Sentenza Sentenza Cassazione Civile n. 16737 del 16/07/2010

Cassazione civile sez. trib., 16/07/2010, (ud. 16/06/2010, dep. 16/07/2010), n.16737

LA CORTE SUPREMA DI CASSAZIONE

SEZIONE TRIBUTARIA

Composta dagli Ill.mi Sigg.ri Magistrati:

Dott. ADAMO Mario – Presidente –

Dott. BOGNANNI Salvatore – Consigliere –

Dott. MAGNO Giuseppe Vito Antonio – rel. Consigliere –

Dott. BERNARDI Sergio – Consigliere –

Dott. PARMEGGIANI Carlo – Consigliere –

ha pronunciato la seguente:

sentenza

sul ricorso proposto da:

M.G., elettivamente domiciliato in Roma, corso Trieste,

n. 95, presso l’Avvocato Cimmino Andrea, che lo rappresenta e difende

per procura speciale a margine del ricorso;

– ricorrente –

contro

Agenzia delle entrate, in persona del Direttore p.t., domiciliata in

Roma, via dei Portoghesi, n. 12, presso l’Avvocatura Generale dello

Stato, che la rappresenta e difende secondo la legge;

– controricorrente –

con intervento del Ministero dell’economia e delle finanze: avverso

la sentenza della Commissione tributaria regionale della Lombardia,

n. 82/47/05, depositata il 13.1.2006, notificata il 13.4.2006;

Udita la relazione della causa svolta nella pubblica udienza del

giorno 16.6.2010;

dal relatore Cons. Dott. MAGNO Giuseppe Vito Antonio;

Udito, per il ricorrente, l’Avvocato Andrea Cimmino;

Udito il P.M., in persona del Sostituto Procuratore Generale Dott.

ABBRITTI Pietro, che ha concluso per il rigetto del ricorso.

 

Fatto

FATTO E DIRITTO

1.- Dati del processo.

### Dati forniti
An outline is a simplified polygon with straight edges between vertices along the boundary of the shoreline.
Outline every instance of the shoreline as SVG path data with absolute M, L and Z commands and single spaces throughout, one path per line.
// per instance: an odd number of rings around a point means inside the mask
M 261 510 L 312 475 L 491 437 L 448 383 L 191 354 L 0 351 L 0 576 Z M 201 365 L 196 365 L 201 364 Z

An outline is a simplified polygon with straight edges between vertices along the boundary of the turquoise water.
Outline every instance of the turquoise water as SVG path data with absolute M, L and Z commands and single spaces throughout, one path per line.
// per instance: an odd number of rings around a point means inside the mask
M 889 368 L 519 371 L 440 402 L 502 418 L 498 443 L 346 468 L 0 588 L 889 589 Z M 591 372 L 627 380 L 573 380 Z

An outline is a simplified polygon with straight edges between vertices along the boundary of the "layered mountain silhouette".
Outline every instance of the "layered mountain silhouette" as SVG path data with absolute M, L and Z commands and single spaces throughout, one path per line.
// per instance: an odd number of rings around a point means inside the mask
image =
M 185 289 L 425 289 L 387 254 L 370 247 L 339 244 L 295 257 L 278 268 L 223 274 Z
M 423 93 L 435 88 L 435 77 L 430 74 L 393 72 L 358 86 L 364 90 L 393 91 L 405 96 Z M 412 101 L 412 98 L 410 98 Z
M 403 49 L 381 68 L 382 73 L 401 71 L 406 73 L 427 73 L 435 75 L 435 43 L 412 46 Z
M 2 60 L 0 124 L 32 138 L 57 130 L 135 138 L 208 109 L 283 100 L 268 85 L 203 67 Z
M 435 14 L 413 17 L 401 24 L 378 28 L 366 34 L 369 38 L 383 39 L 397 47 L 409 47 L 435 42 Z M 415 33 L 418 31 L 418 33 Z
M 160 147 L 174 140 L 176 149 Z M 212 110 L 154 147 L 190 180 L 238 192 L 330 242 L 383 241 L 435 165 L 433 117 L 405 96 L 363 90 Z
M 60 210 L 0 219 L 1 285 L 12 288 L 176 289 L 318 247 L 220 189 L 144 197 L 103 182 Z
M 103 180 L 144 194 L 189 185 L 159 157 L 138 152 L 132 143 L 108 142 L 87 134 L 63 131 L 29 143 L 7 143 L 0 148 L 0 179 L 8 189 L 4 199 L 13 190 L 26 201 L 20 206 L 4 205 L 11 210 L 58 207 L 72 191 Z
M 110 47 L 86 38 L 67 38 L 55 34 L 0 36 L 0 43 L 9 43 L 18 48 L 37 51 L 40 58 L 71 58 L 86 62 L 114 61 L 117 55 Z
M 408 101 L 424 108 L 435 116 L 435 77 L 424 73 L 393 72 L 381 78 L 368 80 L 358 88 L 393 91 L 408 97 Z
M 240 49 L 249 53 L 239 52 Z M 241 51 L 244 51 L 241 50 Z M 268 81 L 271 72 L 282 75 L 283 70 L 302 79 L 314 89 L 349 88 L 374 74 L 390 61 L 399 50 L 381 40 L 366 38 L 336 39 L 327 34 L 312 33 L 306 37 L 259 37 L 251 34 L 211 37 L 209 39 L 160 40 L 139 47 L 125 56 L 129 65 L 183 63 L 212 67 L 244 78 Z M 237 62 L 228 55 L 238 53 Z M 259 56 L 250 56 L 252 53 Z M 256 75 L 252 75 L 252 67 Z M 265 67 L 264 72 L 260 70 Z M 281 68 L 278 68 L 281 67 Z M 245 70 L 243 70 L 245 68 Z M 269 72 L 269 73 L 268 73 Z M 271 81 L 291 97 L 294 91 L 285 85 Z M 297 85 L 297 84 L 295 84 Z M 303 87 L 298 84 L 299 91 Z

### Cosa fare
Per favore, elenca tutti i magistrati che compongono la corte nel testo citato, indicando per ciascuno il ruolo riportato.

### Risposta
- Dott. ADAMO Mario: Presidente
- Dott. BOGNANNI Salvatore: Consigliere
- Dott. MAGNO Giuseppe Vito Antonio: Consigliere relatore
- Dott. BERNARDI Sergio: Consigliere
- Dott. PARMEGGIANI Carlo: Consigliere